Distribution of \(N_{10}(\mathbb {R}), N_{50}(\mathbb {R})\) and \(N_{200}(\mathbb {R})\), when \(F_{1}, F_{2}\), and \(F_{3}\) are \(\textit{Poi}(1)\)

Full size image

As n becomes larger, the distribution \(N_{2(n+1)}(\mathbb {R})\) can be approximated by normal distribution more accurately. Hence, unlike the distribution \(N_{10}(\mathbb {R})\) and \(N_{50}(\mathbb {R})\), which are skewed, the distribution of \(N_{200}(\mathbb {R})\) is symmetric and bell-shaped. For each simulation study, 10,000 samples are generated to compute the respective histogram.

3.5 Discussion and Concluding Remarks

The results derived in this article are based on the assumption that the coefficients are continuous random variables. It is curious to see how are they modified if instead, we assume that the coefficients are general random variables. The exact distribution of \(\frac{N_{2(n+1)}(\mathbb {R})}{2}\) remains unchanged if roots are counted including the multiplicity. However, if roots are counted excluding multiplicity, in that case, \(N_{2(n+1)}(\mathbb {R})\) follows a distribution that is the \((n+1)\)-fold convolution of a 3-point discrete distribution supported on \(\{0,1,2\}\) of which Bernoulli is a special case.

* **Location labeling records**:
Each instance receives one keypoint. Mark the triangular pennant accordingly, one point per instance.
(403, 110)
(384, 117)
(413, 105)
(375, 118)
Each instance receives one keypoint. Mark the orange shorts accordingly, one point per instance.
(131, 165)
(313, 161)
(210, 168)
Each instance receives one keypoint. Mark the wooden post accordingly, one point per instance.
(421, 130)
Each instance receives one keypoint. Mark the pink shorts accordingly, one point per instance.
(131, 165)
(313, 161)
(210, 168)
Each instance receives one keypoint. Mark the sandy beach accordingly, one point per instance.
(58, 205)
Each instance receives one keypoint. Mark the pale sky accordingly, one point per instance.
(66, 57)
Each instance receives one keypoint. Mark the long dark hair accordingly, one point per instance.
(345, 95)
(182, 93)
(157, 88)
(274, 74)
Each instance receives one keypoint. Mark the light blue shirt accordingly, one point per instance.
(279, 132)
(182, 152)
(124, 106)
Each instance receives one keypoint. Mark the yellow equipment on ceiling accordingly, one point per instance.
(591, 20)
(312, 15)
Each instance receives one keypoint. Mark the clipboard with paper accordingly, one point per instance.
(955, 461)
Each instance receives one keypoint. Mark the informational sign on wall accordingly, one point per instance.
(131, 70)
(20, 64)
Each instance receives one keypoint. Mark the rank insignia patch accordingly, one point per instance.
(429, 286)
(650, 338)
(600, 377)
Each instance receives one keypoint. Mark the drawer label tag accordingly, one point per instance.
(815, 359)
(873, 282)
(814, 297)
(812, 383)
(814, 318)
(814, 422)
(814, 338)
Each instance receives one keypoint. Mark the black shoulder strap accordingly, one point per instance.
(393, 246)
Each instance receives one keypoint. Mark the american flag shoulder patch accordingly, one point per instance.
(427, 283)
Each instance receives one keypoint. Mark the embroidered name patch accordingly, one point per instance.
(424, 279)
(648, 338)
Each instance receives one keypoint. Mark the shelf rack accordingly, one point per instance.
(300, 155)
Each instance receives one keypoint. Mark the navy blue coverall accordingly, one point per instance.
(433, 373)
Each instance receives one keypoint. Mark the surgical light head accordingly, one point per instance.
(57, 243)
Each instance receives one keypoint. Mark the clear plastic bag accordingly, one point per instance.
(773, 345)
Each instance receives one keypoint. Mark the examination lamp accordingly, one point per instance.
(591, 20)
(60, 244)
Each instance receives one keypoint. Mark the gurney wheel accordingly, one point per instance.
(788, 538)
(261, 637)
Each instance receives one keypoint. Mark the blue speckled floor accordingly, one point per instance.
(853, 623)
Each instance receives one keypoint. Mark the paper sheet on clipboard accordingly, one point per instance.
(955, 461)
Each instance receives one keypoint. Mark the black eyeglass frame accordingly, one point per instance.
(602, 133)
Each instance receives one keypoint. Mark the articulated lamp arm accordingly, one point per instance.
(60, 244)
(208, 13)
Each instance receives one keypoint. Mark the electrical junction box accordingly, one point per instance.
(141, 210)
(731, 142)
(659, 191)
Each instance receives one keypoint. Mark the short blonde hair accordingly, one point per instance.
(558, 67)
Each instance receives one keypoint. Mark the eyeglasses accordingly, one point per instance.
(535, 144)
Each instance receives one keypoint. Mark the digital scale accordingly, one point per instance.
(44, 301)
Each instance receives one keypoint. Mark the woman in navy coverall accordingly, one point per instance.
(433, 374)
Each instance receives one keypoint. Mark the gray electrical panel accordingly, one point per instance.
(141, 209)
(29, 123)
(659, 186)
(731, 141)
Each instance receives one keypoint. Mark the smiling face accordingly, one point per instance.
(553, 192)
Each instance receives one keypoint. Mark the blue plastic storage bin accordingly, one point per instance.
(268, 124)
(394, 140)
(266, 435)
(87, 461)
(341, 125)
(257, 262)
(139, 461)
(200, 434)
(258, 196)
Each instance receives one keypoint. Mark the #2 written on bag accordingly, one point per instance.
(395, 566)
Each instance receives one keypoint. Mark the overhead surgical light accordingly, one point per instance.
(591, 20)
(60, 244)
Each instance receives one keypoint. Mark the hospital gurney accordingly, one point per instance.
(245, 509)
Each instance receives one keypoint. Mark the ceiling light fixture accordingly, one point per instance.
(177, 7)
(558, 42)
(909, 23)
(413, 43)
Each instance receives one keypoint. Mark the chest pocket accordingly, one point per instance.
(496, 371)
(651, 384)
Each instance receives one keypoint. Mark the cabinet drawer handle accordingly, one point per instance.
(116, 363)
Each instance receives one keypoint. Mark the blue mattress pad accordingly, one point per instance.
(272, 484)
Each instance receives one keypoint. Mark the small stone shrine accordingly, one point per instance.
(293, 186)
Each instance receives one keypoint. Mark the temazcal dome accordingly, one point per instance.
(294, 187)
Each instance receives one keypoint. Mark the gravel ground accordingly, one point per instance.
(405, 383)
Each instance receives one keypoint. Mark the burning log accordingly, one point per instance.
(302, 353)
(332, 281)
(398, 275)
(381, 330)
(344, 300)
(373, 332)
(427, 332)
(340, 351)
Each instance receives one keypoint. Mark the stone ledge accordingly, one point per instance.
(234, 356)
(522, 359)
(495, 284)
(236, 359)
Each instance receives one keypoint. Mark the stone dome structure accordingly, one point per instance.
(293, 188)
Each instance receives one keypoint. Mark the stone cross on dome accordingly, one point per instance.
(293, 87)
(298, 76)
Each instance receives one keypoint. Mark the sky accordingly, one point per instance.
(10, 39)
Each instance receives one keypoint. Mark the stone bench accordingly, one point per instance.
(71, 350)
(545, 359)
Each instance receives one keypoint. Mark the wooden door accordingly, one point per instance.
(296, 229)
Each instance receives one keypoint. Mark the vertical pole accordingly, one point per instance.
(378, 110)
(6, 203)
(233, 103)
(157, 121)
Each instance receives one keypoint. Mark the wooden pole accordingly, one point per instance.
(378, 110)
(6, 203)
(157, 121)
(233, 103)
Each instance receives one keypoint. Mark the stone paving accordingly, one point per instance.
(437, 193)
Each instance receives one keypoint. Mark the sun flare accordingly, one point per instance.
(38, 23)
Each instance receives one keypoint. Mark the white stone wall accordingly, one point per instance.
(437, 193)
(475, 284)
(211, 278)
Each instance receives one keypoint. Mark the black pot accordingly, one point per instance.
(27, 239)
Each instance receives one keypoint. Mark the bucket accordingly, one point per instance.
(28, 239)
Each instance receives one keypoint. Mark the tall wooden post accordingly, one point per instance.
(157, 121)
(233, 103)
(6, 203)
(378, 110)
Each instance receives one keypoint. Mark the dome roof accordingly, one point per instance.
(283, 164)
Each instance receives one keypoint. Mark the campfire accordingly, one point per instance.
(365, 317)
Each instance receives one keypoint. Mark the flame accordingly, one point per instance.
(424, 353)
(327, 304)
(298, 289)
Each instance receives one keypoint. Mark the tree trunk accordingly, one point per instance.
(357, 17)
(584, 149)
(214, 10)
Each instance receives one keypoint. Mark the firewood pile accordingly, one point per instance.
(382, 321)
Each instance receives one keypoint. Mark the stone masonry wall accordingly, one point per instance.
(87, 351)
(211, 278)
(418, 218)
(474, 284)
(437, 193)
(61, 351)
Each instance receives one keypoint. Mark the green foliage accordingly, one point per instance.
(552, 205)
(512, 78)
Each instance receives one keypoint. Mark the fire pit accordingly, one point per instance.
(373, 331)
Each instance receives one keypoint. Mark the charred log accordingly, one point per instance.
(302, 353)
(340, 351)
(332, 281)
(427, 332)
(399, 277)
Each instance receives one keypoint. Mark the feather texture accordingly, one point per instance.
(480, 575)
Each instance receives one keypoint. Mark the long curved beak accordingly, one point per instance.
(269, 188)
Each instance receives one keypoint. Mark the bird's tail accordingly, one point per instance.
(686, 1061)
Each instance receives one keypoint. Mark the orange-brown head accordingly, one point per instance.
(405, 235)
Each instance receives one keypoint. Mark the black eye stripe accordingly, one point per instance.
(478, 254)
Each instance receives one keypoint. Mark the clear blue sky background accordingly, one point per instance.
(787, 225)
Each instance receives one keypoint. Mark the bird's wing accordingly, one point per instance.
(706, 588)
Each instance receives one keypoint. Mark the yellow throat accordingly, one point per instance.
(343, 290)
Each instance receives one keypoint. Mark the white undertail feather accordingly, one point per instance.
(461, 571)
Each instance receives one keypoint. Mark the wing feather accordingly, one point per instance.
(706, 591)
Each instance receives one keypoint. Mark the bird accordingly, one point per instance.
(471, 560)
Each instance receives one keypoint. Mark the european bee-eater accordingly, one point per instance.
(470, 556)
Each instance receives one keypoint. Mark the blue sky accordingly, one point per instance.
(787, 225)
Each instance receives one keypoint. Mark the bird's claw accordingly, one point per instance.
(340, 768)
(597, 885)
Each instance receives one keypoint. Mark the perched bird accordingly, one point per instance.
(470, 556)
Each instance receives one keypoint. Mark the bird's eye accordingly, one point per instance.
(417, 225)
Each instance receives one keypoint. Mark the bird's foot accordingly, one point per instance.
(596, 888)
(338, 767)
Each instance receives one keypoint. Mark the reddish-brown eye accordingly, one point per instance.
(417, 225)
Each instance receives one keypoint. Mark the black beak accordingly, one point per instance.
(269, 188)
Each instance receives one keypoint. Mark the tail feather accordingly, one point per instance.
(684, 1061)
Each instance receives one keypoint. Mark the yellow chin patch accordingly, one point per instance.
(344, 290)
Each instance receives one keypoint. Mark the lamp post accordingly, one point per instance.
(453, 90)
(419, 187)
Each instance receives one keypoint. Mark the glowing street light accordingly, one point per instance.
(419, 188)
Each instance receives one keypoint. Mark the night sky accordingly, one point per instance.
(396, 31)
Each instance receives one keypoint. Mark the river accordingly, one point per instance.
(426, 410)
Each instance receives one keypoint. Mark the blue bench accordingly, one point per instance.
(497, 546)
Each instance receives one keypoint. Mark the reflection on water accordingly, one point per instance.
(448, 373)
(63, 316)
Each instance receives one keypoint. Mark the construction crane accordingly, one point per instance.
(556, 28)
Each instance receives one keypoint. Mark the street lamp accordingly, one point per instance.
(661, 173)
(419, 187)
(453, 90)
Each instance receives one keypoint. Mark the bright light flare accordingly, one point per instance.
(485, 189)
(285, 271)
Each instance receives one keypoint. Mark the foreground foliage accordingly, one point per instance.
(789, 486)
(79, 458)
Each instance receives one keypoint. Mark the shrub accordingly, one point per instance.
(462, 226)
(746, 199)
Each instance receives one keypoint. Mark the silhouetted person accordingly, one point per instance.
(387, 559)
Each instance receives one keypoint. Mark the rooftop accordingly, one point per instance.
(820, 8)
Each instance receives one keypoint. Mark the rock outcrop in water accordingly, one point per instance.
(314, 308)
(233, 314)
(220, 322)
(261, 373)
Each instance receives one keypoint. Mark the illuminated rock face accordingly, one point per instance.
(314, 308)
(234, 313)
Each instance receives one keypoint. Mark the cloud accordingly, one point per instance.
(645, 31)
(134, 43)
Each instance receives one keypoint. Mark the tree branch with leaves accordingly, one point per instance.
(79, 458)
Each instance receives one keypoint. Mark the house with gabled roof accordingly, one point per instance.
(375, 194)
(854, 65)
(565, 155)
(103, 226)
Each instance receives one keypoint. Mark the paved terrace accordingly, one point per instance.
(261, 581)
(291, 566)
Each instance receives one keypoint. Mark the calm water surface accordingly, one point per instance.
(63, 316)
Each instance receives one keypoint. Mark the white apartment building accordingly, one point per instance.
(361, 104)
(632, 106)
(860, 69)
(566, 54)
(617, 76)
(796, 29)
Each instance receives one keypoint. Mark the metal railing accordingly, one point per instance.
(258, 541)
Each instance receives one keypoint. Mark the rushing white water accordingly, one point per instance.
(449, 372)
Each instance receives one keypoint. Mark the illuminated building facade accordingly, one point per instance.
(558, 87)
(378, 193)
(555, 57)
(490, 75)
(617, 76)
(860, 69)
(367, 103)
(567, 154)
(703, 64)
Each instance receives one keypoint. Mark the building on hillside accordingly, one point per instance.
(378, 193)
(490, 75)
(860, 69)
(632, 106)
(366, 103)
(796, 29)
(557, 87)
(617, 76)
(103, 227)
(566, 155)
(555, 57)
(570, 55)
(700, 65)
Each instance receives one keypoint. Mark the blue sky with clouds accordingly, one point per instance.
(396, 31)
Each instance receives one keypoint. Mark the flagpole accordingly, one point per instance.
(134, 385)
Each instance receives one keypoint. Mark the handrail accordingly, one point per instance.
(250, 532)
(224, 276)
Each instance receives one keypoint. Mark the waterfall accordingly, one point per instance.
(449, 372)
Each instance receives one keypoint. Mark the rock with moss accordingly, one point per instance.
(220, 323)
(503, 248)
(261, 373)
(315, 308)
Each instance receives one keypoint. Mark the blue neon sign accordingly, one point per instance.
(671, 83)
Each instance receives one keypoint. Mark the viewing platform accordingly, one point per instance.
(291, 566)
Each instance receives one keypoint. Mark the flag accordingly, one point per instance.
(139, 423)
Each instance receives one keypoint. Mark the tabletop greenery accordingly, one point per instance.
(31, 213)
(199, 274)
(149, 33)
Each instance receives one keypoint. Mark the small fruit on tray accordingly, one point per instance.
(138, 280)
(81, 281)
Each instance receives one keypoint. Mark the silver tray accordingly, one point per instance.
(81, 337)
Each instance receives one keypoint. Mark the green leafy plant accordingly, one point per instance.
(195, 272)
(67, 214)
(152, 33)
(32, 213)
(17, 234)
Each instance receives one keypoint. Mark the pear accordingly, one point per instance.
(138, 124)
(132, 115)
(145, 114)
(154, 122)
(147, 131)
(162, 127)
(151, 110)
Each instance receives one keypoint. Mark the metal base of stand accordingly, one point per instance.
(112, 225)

* **Tasks to carry out**:
(a) Rewrite the stretch of the root-distribution passage from "Full size image" through "the respective histogram.", swapping "histogram" for "frequency chart".
(b) Carry the root-distribution passage forward past its final sentence.

* **Outputs for the tasks**:
(a)
Full size image

As n becomes larger, the distribution \(N_{2(n+1)}(\mathbb {R})\) can be approximated by normal distribution more accurately. Hence, unlike the distribution \(N_{10}(\mathbb {R})\) and \(N_{50}(\mathbb {R})\), which are skewed, the distribution of \(N_{200}(\mathbb {R})\) is symmetric and bell-shaped. For each simulation study, 10,000 samples are generated to compute the respective frequency chart.

(b)
Another question that arises naturally is whether the results derived in this article can be extended to some higher degree random polynomials of the same structure. A theorem similar to Theorem 1 can be stated for \(F_{3(n+1)}(x) =\left( A_{1}+A_{2} x+A_{3} x^{2}+A_{4} x^{3}\right) \cdots \left( A_{4n+1}+A_{4n+2} x+A_{4n+3} x^{2} + A_{4n+4} x^{3}\right)\) and one can show that \(\frac{N_{3(n+1)}(\mathbb {R}) - (n+1)}{2} \sim {\text {Bin}}\left( n+1, P\left( 4(A_{3}^{2} - 3A_{2}A_{4})^{3} - (2A_{3}^{3} - 9 A_{2}A_{3}A_{4} +27A_{1}A_{4}^{2})^{2}>0\right) \right)\). However, in that case, the binomial success probability is of nontrivial form, rendering an extension of Theorems 2 and 6 difficult. Beyond the third-degree polynomial, the scaled and centered value of the number of real roots is no longer binomially distributed. When k is even, the distribution of \(\frac{N_{k(n+1)}(\mathbb {R})}{2}\) is \((n+1)\)-fold convolution of a \(\frac{k}{2}\)-point discrete distribution supported on \(\{0,1,2,\ldots ,\frac{k}{2}\}\), and when k is odd, the distribution of \(\frac{N_{k(n+1)}(\mathbb {R}) -(n+1)}{2}\) is \((n+1)\)-fold convolution of a \(\frac{k-1}{2}\)-point discrete distribution supported on \(\{0,1,2,\ldots ,\frac{k-1}{2}\}\). Needless to mention for the above-mentined cases an extension of Theorems 2 and 6 seems infeasible.